Location labeling records:
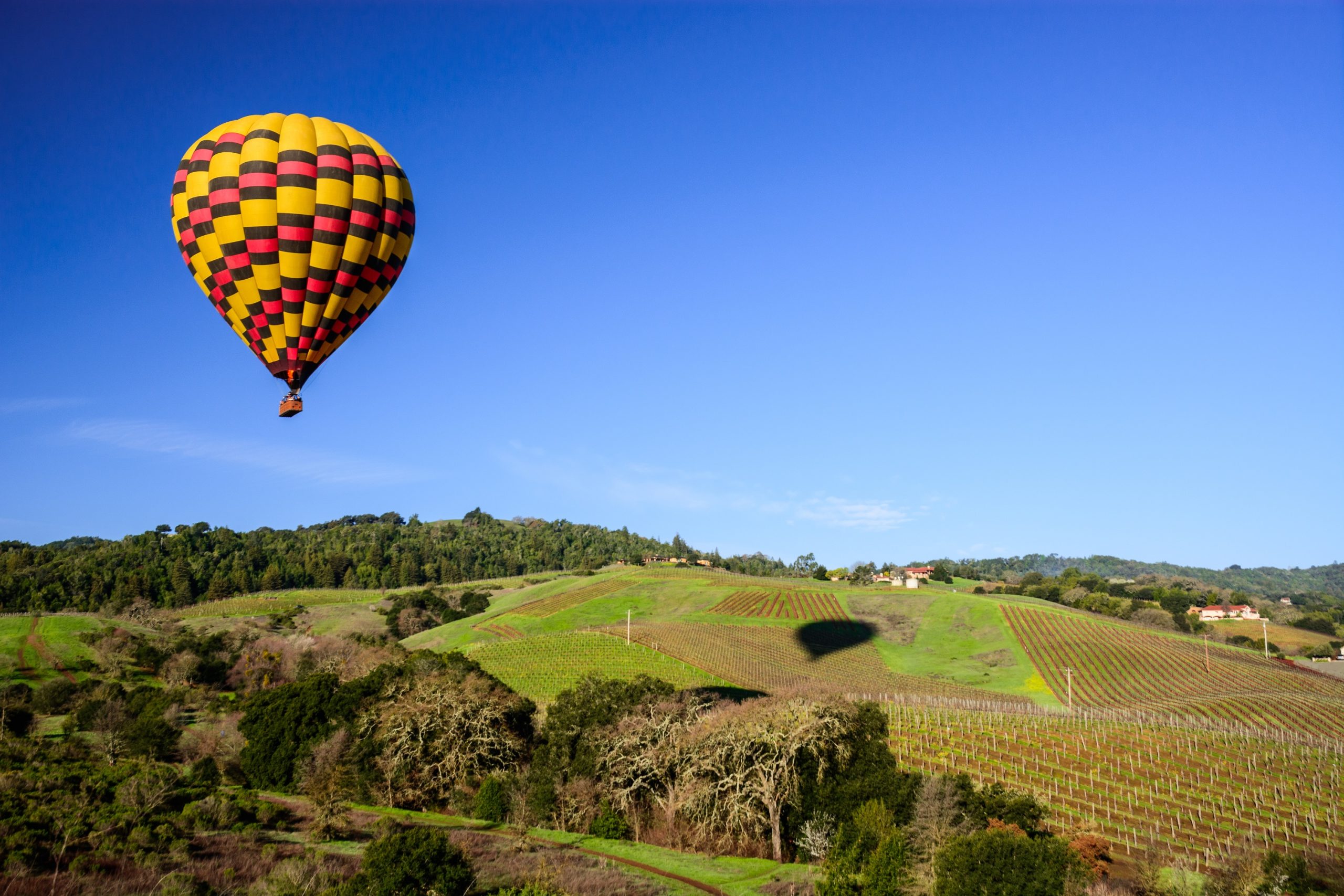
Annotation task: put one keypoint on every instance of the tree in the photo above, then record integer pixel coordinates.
(326, 779)
(749, 757)
(647, 757)
(182, 585)
(1003, 863)
(863, 573)
(491, 801)
(889, 872)
(282, 723)
(437, 731)
(937, 818)
(1010, 806)
(568, 746)
(421, 860)
(803, 566)
(869, 773)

#### Exercise brief:
Reproduce every line of the listing with its request unchanged, scaling each answer coordinate by 2.3 and rounding it to a whole number, with halves rounded up. Omit the pictures.

#### Written answer:
Annotation task: put one keypoint on every instance of the tree in the photo above, then record integer pixel coordinates.
(750, 1792)
(1723, 1741)
(1488, 1741)
(419, 1346)
(2307, 1985)
(1985, 1318)
(1129, 1842)
(2045, 2006)
(649, 1663)
(1005, 1681)
(2155, 1881)
(2323, 1854)
(1306, 1716)
(968, 1978)
(1847, 1302)
(1999, 1778)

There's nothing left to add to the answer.